Natural-language object grounding data
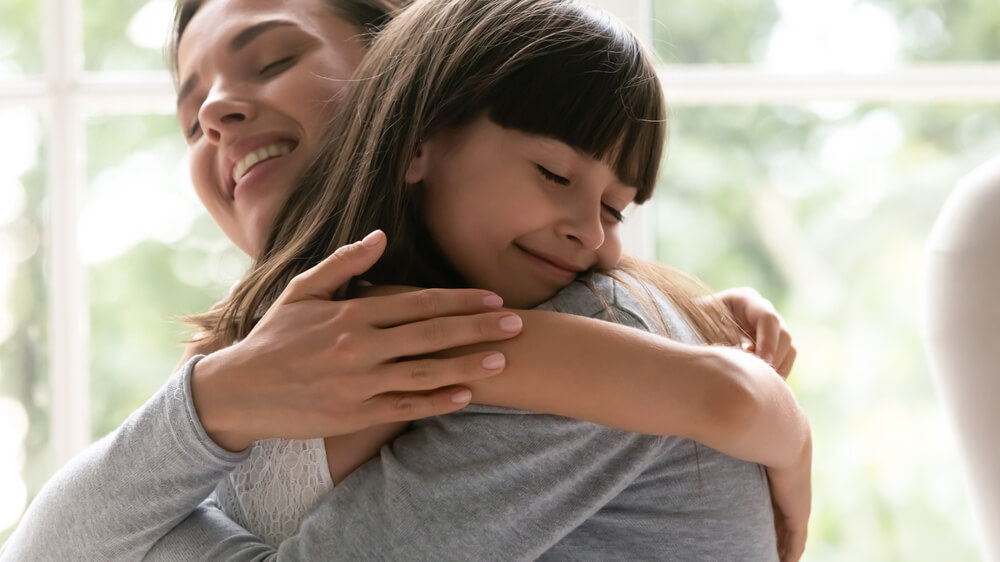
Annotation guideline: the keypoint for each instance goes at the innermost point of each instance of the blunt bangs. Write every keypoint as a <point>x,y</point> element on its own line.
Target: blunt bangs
<point>595,92</point>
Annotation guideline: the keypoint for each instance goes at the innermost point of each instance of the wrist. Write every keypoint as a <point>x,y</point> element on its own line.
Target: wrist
<point>213,403</point>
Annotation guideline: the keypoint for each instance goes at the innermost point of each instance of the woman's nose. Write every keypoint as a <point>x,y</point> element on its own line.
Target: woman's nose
<point>222,112</point>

▶ [WHAT YOU WILL DO] Each line above that has the word "goes" must be copied.

▶ [EXERCISE RESPONSE]
Annotation guideline: the keypoint for each instance goes at the innermost point of each instance of the blunt bangs. Write every keypoint as a <point>x,y</point> element on its own line.
Annotation guideline: the keypoint for each instance goes at the innermost point of each instance of the wrist. Write every keypoint as a <point>x,y</point> element on its own line.
Annotation guideline: the keypoint for each instance goes at the innermost point of each instance of the woman's nose. Write every keypoint as a <point>x,y</point> element on its own line.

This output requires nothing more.